An exact copy of every entry is the answer here, with no pictures.

_ _ _ _ _

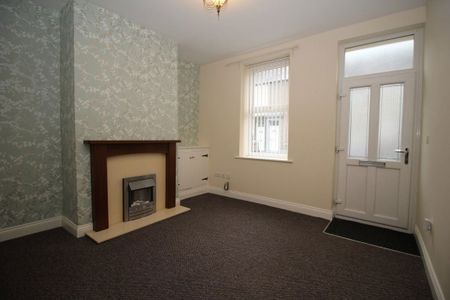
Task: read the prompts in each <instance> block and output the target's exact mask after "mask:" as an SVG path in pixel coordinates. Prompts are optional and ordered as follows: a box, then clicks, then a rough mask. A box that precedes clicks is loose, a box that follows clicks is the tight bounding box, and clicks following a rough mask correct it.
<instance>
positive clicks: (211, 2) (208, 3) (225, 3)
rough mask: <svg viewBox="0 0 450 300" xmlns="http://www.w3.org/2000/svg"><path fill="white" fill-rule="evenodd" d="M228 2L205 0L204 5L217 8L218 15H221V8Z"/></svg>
mask: <svg viewBox="0 0 450 300" xmlns="http://www.w3.org/2000/svg"><path fill="white" fill-rule="evenodd" d="M227 2H228V0H203V6H204V7H206V8H207V9H215V10H216V11H217V17H219V16H220V10H221V9H222V7H223V6H224V5H225V4H226V3H227Z"/></svg>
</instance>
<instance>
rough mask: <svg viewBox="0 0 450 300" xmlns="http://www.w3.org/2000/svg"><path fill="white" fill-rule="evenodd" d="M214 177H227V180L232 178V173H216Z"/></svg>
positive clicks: (223, 178) (218, 177)
mask: <svg viewBox="0 0 450 300" xmlns="http://www.w3.org/2000/svg"><path fill="white" fill-rule="evenodd" d="M214 177H216V178H222V179H226V180H230V179H231V175H230V174H229V173H214Z"/></svg>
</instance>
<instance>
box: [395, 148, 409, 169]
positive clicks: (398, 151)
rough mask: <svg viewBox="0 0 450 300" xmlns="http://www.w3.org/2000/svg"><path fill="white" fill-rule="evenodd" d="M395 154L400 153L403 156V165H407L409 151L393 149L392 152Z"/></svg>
mask: <svg viewBox="0 0 450 300" xmlns="http://www.w3.org/2000/svg"><path fill="white" fill-rule="evenodd" d="M394 151H395V152H396V153H402V154H404V155H405V165H407V164H408V163H409V149H408V148H405V150H403V149H395V150H394Z"/></svg>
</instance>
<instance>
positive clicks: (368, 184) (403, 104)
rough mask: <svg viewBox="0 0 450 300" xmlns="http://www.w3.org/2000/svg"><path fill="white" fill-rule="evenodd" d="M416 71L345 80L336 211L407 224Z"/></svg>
mask: <svg viewBox="0 0 450 300" xmlns="http://www.w3.org/2000/svg"><path fill="white" fill-rule="evenodd" d="M414 91H415V78H414V72H392V73H384V74H379V75H376V76H364V77H363V78H358V77H356V78H355V77H354V78H348V79H344V80H343V85H342V92H343V95H342V97H341V101H342V102H341V105H340V108H341V111H340V118H339V119H340V125H339V126H340V134H339V136H338V145H339V146H338V149H337V151H336V152H337V153H338V154H337V161H338V171H337V172H338V173H337V199H335V202H336V214H337V215H342V216H347V217H351V218H356V219H361V220H365V221H370V222H375V223H380V224H385V225H389V226H395V227H400V228H405V229H406V228H407V227H408V218H409V207H410V205H409V202H410V181H411V180H410V178H411V163H412V162H411V158H412V157H413V156H412V153H411V152H412V150H413V149H412V145H413V121H414V99H415V95H414Z"/></svg>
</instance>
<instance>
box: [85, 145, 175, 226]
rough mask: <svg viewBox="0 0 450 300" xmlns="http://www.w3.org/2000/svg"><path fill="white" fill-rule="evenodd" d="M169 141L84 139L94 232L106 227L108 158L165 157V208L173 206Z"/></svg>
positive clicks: (174, 188)
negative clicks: (90, 155)
mask: <svg viewBox="0 0 450 300" xmlns="http://www.w3.org/2000/svg"><path fill="white" fill-rule="evenodd" d="M179 142H180V141H179V140H169V141H108V140H85V141H84V144H88V145H89V146H90V150H91V186H92V222H93V227H94V231H101V230H104V229H107V228H108V227H109V222H108V175H107V174H108V172H107V159H108V157H110V156H117V155H126V154H137V153H163V154H165V155H166V208H173V207H175V205H176V203H175V197H176V195H175V191H176V143H179Z"/></svg>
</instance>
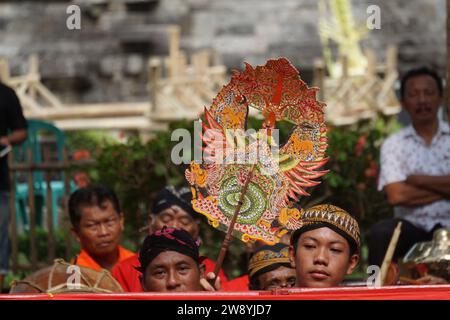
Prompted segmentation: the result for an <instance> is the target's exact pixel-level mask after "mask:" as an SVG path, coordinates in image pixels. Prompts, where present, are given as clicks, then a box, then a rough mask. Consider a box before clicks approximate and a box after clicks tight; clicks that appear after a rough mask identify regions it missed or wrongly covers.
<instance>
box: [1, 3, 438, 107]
mask: <svg viewBox="0 0 450 320" xmlns="http://www.w3.org/2000/svg"><path fill="white" fill-rule="evenodd" d="M110 2H111V1H110ZM122 2H125V3H122ZM72 3H77V4H79V5H80V6H81V8H82V20H81V25H82V29H81V30H68V29H67V28H66V19H67V17H68V15H67V14H66V8H67V6H68V5H70V4H72ZM121 3H122V5H121ZM317 3H318V1H315V0H277V1H275V0H116V2H115V4H114V5H111V4H108V1H107V0H75V1H62V0H60V1H43V0H41V1H20V2H17V1H9V2H8V1H2V2H0V39H1V41H0V56H2V57H7V58H8V59H9V60H10V63H11V66H12V71H13V73H16V74H17V73H22V72H24V68H25V67H26V64H24V61H25V60H26V58H27V56H28V55H29V54H30V53H37V54H38V55H39V58H40V63H41V72H42V75H43V78H44V80H45V82H46V84H47V85H49V86H50V87H51V88H52V89H54V90H55V91H57V93H58V95H59V96H61V97H62V99H63V100H64V101H66V102H74V101H75V102H87V101H93V102H95V101H120V100H142V99H145V98H146V96H147V92H146V87H145V83H146V79H147V74H146V59H147V57H148V56H150V55H162V54H165V53H167V34H166V31H165V26H166V25H167V24H170V23H176V24H179V25H181V27H182V41H181V46H182V48H183V49H185V50H187V51H188V52H192V51H195V50H198V49H201V48H213V49H214V50H216V52H218V53H219V55H220V56H221V57H222V60H223V62H224V63H225V64H226V65H227V67H229V68H242V62H243V61H247V62H249V63H251V64H262V63H264V61H265V60H266V59H268V58H271V57H277V56H286V57H288V58H289V59H290V60H291V61H292V62H293V63H294V64H295V65H296V66H297V67H299V68H300V69H301V70H303V75H304V78H305V79H306V80H310V79H311V70H312V63H313V60H314V58H316V57H319V56H321V53H322V51H321V45H320V39H319V36H318V33H317V22H318V19H319V13H318V6H317ZM371 4H376V5H379V6H380V8H381V29H380V30H372V31H369V33H368V38H367V39H366V40H364V41H363V45H364V46H365V47H369V48H373V49H375V50H376V52H377V54H378V57H379V59H381V58H382V57H383V55H384V54H385V49H386V47H387V45H388V44H397V45H398V46H399V69H400V70H405V69H406V68H409V67H411V66H414V65H418V64H429V65H431V66H433V67H435V68H438V69H439V70H441V72H442V71H443V70H444V68H445V64H446V61H445V59H446V51H445V47H446V46H445V39H446V36H445V33H446V29H445V24H446V11H445V0H429V1H423V0H389V1H381V0H372V1H370V0H353V10H354V15H355V18H356V20H357V22H358V23H359V24H361V25H363V26H364V25H365V22H366V19H367V17H368V14H367V13H366V9H367V7H368V6H369V5H371ZM442 73H443V72H442Z"/></svg>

_ _ _ _ _

▶ Your solution:
Task: read the prompts in each <instance> block and output the target's exact mask after "mask:" as an SVG path in pixel coordinates. Prompts are optional and ordered as follows: a box, then clicks, then a rough mask. A box that precedes clicks is loose, a box that follows clicks is the tight bounding box, and clicks following a rough mask correct it.
<instance>
positive clicks: (211, 2) (208, 3) (225, 3)
rough mask: <svg viewBox="0 0 450 300" xmlns="http://www.w3.org/2000/svg"><path fill="white" fill-rule="evenodd" d="M228 2L205 0L204 5L217 8L218 15H221V8Z"/></svg>
mask: <svg viewBox="0 0 450 300" xmlns="http://www.w3.org/2000/svg"><path fill="white" fill-rule="evenodd" d="M227 2H228V0H203V6H204V7H206V8H207V9H215V10H216V11H217V17H219V16H220V10H221V9H222V7H223V6H224V5H225V4H226V3H227Z"/></svg>
</instance>
<instance>
rough mask: <svg viewBox="0 0 450 300" xmlns="http://www.w3.org/2000/svg"><path fill="white" fill-rule="evenodd" d="M214 177H227V180L232 178V173H216Z"/></svg>
positive clicks: (223, 178) (218, 177)
mask: <svg viewBox="0 0 450 300" xmlns="http://www.w3.org/2000/svg"><path fill="white" fill-rule="evenodd" d="M214 177H216V178H222V179H226V180H230V179H231V175H230V174H229V173H214Z"/></svg>
</instance>
<instance>
box: [395, 148, 409, 169]
positive clicks: (398, 151)
rough mask: <svg viewBox="0 0 450 300" xmlns="http://www.w3.org/2000/svg"><path fill="white" fill-rule="evenodd" d="M395 154L400 153L403 156V165H407L409 151L393 149L392 152Z"/></svg>
mask: <svg viewBox="0 0 450 300" xmlns="http://www.w3.org/2000/svg"><path fill="white" fill-rule="evenodd" d="M394 151H395V152H396V153H402V154H404V155H405V165H407V164H408V163H409V149H408V148H405V150H403V149H395V150H394Z"/></svg>
</instance>
<instance>
positive clicks: (368, 184) (403, 104)
rough mask: <svg viewBox="0 0 450 300" xmlns="http://www.w3.org/2000/svg"><path fill="white" fill-rule="evenodd" d="M416 71L345 80L336 211L407 224Z"/></svg>
mask: <svg viewBox="0 0 450 300" xmlns="http://www.w3.org/2000/svg"><path fill="white" fill-rule="evenodd" d="M414 91H415V78H414V72H392V73H384V74H379V75H376V76H364V77H363V78H358V77H356V78H355V77H354V78H348V79H344V80H343V85H342V92H343V95H342V97H341V101H342V102H341V105H340V108H341V111H340V118H339V119H340V125H339V126H340V134H339V136H338V145H339V146H338V149H337V151H336V152H337V153H338V154H337V161H338V171H337V172H338V173H337V199H335V202H336V214H337V215H342V216H347V217H351V218H356V219H361V220H365V221H370V222H375V223H380V224H385V225H389V226H395V227H400V228H405V229H406V228H407V227H408V218H409V207H410V205H409V202H410V181H411V180H410V178H411V163H412V162H411V158H412V157H413V156H412V153H411V152H412V150H413V149H412V145H413V121H414V99H415V95H414Z"/></svg>
</instance>
<instance>
box: [85, 145, 175, 226]
rough mask: <svg viewBox="0 0 450 300" xmlns="http://www.w3.org/2000/svg"><path fill="white" fill-rule="evenodd" d="M169 141L84 139L94 232L106 227L108 158L165 157V208L173 206Z"/></svg>
positive clicks: (174, 188)
negative clicks: (90, 155)
mask: <svg viewBox="0 0 450 300" xmlns="http://www.w3.org/2000/svg"><path fill="white" fill-rule="evenodd" d="M179 142H180V141H179V140H169V141H108V140H85V141H84V144H88V145H89V146H90V150H91V186H92V222H93V227H94V231H101V230H104V229H107V228H108V227H109V222H108V175H107V174H108V172H107V159H108V157H110V156H117V155H126V154H137V153H163V154H165V155H166V208H173V207H175V205H176V203H175V197H176V195H175V191H176V143H179Z"/></svg>
</instance>
Prompted segmentation: the result for an <instance> is the target's exact pixel-level mask after "mask:" as an SVG path, coordinates in image pixels. Prompts, where present, are given as clicks, then a box, then a rough mask. Consider a box before clicks approximate and a box after clicks tight; clicks that appear after a rough mask identify regions it missed or wrongly covers.
<instance>
box: [1, 3, 438, 107]
mask: <svg viewBox="0 0 450 320" xmlns="http://www.w3.org/2000/svg"><path fill="white" fill-rule="evenodd" d="M110 2H111V1H110ZM122 2H125V3H122ZM72 3H77V4H79V5H80V6H81V8H82V20H81V25H82V29H81V30H68V29H67V28H66V19H67V17H68V15H67V14H66V8H67V6H68V5H70V4H72ZM121 3H122V5H121ZM317 3H318V1H315V0H277V1H275V0H116V2H115V4H114V5H111V4H108V1H107V0H75V1H62V0H60V1H43V0H41V1H20V2H17V1H9V2H8V1H2V2H0V39H1V41H0V56H2V57H7V58H8V59H9V60H10V63H11V66H12V71H13V73H16V74H17V73H22V72H24V68H25V67H26V64H24V61H25V60H26V58H27V56H28V55H29V54H30V53H37V54H38V55H39V58H40V63H41V72H42V75H43V78H44V80H45V82H46V84H47V85H49V86H50V87H51V88H52V89H54V90H55V91H57V93H58V95H59V96H61V97H62V99H63V100H64V101H66V102H74V101H75V102H87V101H93V102H95V101H120V100H142V99H145V98H146V96H147V92H146V87H145V83H146V79H147V74H146V59H147V57H148V56H150V55H162V54H165V53H167V34H166V31H165V26H166V25H167V24H170V23H176V24H179V25H181V27H182V41H181V46H182V48H183V49H185V50H187V51H188V52H192V51H195V50H198V49H201V48H213V49H214V50H216V52H218V53H219V55H220V56H221V57H222V60H223V62H224V63H225V64H226V65H227V67H229V68H242V62H243V61H247V62H249V63H251V64H262V63H264V61H265V60H266V59H268V58H271V57H277V56H286V57H288V58H289V59H290V60H291V61H292V62H293V63H294V64H295V65H296V66H297V67H299V68H300V69H301V70H303V75H304V78H305V79H306V80H310V79H311V70H312V63H313V60H314V58H316V57H319V56H321V53H322V51H321V45H320V39H319V36H318V33H317V22H318V19H319V13H318V6H317ZM371 4H376V5H379V6H380V8H381V29H380V30H372V31H369V33H368V38H367V39H366V40H364V41H363V45H364V46H365V47H369V48H373V49H375V50H376V52H377V54H378V57H379V59H381V58H382V57H383V55H384V54H385V49H386V47H387V45H388V44H397V45H398V46H399V69H400V70H405V69H406V68H409V67H411V66H414V65H418V64H429V65H431V66H433V67H435V68H438V69H439V70H441V72H442V71H443V70H444V68H445V64H446V61H445V59H446V51H445V47H446V46H445V39H446V36H445V33H446V29H445V24H446V11H445V0H429V1H423V0H389V1H381V0H372V1H370V0H353V10H354V15H355V18H356V20H357V22H358V23H359V24H361V25H363V26H364V25H365V22H366V19H367V17H368V14H367V13H366V9H367V7H368V6H369V5H371ZM442 73H443V72H442Z"/></svg>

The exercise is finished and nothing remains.